+++ QUOTED PASSAGE +++
The Ministry of Defence (MoD) has recently lost an appeal against a tribunal ruling that it discriminated against a single mother soldier on grounds of both sex and race.
Tilern DeBique, a Foreign and Commonwealth soldier from St Vincent and the Grenadines, served with the British Army’s 10th Signal Regiment from March 2001. She gave birth in August 2005 and, the Employment Appeal Tribunal (EAT) recently heard, she was given two-bedroom family accommodation at Chelsea Barracks and made arrangements that she would work from 8.30am to 4.30pm on weekdays but would not undertake weekend duties.
DeBique had a carer, but in December 2006 her child fell ill and she missed training. In January 2007, she failed to appear on parade for “a reason relating to childcare difficulties”. She was told this was a serious offence and that she faced disciplinary action.
The soldier wanted to bring a half-sister from St Vincent to the UK to care for her child. However, as a foreign national, the relative would not be able to enter the country as anything other than a visitor and could not stay for more than six months. The MoD said this meant the option was “out of its hands” and there was no point in pursuing it.
+++
▶ WRITTEN REQUEST
Can you pick up the article about the Ministry of Defence's lost discrimination appeal and continue it from its final sentence?
+++ SUPPLIED ENTRIES +++
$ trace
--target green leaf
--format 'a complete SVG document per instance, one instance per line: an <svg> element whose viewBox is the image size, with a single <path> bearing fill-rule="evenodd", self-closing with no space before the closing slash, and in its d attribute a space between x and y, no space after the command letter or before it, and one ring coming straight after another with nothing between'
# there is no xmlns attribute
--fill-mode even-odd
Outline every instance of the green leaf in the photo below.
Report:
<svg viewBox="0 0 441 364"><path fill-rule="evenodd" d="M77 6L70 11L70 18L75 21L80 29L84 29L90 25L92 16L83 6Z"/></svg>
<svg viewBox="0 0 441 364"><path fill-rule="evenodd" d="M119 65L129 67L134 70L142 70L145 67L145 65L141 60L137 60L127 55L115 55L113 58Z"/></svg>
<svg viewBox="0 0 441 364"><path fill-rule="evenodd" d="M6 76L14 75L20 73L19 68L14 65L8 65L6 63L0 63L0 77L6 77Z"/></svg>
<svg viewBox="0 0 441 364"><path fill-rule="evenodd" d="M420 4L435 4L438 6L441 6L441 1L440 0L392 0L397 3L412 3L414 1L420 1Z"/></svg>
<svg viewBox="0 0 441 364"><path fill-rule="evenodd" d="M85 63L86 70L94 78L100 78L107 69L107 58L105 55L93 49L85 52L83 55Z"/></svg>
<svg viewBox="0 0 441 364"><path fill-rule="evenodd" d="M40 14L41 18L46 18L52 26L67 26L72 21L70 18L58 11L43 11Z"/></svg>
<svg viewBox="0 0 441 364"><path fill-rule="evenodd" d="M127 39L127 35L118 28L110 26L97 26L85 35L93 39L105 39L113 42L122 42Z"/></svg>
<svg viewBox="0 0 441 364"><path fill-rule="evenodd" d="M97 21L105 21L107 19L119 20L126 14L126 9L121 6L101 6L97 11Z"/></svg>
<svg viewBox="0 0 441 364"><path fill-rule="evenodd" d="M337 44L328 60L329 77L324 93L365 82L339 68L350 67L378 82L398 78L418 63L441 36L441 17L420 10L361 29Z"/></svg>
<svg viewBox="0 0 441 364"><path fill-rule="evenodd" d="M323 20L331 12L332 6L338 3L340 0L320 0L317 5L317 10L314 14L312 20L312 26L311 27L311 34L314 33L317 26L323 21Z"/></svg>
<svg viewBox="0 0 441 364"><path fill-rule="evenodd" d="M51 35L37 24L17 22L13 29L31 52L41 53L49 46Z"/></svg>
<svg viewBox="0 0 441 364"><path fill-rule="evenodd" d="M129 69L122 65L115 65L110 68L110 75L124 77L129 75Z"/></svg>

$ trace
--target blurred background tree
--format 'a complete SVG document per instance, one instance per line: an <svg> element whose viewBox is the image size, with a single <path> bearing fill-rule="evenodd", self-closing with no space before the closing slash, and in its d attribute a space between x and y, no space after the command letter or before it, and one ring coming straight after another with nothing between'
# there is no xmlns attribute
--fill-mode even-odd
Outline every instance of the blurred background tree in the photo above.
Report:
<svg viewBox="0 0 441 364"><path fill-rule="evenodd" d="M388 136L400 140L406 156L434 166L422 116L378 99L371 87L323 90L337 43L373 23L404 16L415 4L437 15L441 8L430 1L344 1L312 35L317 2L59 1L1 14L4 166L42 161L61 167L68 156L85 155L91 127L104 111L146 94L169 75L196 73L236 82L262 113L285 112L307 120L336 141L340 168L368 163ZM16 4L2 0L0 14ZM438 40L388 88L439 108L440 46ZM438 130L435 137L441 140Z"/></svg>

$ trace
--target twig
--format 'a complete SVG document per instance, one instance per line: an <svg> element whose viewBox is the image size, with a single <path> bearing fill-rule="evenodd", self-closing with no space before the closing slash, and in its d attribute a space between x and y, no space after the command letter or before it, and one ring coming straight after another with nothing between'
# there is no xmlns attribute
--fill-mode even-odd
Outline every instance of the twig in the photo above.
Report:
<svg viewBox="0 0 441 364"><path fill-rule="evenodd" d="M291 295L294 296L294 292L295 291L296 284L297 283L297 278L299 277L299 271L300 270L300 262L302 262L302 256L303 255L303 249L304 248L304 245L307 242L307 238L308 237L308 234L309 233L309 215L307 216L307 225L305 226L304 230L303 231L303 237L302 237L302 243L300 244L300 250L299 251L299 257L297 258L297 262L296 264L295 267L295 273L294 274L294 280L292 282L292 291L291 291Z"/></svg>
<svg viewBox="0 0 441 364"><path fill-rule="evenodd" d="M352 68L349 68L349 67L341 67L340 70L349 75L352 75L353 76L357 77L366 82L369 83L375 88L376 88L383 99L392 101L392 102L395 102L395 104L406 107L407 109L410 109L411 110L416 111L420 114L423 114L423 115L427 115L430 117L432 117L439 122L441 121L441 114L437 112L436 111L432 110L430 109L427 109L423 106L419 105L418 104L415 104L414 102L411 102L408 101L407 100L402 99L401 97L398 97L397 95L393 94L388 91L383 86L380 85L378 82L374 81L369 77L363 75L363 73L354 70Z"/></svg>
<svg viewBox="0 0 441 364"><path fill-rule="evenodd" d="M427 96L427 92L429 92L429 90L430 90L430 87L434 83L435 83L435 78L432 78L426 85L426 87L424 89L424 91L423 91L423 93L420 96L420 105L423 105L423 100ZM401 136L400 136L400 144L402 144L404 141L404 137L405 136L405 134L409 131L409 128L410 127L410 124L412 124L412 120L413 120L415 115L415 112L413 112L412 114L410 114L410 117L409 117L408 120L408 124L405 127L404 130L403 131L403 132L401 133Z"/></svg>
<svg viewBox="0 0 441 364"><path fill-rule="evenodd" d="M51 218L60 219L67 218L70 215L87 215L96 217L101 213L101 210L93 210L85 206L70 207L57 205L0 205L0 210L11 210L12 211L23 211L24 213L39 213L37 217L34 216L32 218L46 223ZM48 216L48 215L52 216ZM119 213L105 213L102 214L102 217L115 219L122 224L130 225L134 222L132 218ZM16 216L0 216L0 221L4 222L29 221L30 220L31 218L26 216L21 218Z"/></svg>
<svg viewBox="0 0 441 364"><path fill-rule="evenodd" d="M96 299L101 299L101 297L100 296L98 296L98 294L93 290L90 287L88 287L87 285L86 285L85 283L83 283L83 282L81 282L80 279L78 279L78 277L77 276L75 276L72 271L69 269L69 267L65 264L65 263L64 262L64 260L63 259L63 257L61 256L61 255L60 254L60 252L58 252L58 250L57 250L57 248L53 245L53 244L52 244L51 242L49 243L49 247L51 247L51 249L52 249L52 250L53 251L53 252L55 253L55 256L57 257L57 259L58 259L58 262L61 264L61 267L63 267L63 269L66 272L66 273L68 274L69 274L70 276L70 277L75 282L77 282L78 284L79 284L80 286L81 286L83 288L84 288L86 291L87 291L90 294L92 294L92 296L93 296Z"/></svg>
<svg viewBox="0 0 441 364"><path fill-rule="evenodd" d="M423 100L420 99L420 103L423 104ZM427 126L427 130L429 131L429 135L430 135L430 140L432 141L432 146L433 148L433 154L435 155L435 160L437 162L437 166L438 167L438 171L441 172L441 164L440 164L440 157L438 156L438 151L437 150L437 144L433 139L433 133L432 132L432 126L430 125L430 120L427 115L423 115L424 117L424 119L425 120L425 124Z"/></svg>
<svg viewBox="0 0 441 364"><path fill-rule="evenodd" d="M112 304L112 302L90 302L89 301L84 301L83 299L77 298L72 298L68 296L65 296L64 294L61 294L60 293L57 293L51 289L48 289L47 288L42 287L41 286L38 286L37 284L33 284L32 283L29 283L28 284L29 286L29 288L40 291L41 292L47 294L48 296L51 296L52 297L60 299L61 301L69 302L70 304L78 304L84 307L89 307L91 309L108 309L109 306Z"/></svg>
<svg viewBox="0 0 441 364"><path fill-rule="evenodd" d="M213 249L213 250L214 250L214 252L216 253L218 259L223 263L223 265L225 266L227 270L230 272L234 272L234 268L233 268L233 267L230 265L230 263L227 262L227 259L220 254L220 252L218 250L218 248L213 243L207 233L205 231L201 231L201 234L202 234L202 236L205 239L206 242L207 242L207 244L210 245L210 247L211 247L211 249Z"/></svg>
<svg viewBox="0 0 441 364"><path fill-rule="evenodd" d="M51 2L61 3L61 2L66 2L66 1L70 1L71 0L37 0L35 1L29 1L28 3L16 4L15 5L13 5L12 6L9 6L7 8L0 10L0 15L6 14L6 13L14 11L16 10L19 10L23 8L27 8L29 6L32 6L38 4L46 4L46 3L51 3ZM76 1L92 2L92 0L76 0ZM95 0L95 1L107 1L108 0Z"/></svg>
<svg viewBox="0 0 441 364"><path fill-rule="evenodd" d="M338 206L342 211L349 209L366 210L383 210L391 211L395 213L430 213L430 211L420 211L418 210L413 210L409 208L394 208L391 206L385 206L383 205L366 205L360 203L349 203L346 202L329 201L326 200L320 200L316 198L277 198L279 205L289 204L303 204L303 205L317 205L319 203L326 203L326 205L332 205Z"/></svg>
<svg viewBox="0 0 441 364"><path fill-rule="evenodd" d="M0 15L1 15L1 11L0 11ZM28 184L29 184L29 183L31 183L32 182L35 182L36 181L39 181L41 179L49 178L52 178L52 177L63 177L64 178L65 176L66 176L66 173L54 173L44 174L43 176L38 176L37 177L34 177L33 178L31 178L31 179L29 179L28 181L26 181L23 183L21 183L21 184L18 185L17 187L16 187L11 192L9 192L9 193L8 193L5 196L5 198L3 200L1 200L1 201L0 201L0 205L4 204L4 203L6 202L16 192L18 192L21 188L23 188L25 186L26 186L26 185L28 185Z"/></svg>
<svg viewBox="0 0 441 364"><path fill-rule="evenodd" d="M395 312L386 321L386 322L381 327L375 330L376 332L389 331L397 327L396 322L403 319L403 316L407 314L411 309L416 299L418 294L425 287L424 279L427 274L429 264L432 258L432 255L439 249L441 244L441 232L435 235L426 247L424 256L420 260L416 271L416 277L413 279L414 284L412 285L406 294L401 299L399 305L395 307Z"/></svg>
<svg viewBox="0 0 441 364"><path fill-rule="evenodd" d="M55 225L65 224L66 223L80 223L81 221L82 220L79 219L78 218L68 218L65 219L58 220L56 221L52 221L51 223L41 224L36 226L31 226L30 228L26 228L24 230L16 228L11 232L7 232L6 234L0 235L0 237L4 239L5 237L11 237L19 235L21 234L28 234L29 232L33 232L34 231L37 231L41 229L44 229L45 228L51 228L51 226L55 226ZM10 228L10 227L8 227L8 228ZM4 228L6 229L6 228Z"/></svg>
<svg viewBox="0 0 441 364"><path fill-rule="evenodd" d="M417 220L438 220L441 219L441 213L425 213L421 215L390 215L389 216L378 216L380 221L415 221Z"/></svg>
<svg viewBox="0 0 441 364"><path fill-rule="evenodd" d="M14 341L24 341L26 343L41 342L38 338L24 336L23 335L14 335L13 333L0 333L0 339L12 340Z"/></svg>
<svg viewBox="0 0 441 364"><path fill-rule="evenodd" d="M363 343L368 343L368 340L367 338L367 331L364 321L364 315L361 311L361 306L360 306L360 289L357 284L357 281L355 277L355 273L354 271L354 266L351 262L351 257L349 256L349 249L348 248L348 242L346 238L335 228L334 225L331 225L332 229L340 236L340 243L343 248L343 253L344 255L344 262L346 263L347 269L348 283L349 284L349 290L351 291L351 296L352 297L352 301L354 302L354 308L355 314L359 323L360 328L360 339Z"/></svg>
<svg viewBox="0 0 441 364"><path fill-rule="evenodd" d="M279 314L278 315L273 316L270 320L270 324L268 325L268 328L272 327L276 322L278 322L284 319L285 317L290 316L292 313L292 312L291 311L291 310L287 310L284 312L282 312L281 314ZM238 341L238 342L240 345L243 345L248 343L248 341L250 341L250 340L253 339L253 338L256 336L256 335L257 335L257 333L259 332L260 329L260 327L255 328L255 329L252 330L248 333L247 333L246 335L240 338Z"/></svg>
+++
▶ REPLY
DeBique, concerned that she was on “a path to dismissal”, decided to resign in April 2007. Her commanding officer told her that: “The British Army was a war-fighting machine and he didn’t think it suitable for a single mother who couldn’t sort out her childcare arrangements.”
Shortly after, she lodged a claim at employment tribunal and alleged sex and race discrimination. DeBique stated: “As a female soldier I think I am proportionately disadvantaged compared to male soldier. In addition…I realised that being a Foreign and Commonwealth soldier puts me at an additional disadvantage.”
In 2008, the tribunal ruled that DeBique had suffered discrimination under the Sex Discrimination Act and race discrimination under the Race Relations Act (RRA). It said the Army “was found to have failed to make any appropriate arrangements” for the claimant. Nor had it tried to effect a relaxation of “the usual immigration rule” or obtained a concession by liaising with the UK Border Agency.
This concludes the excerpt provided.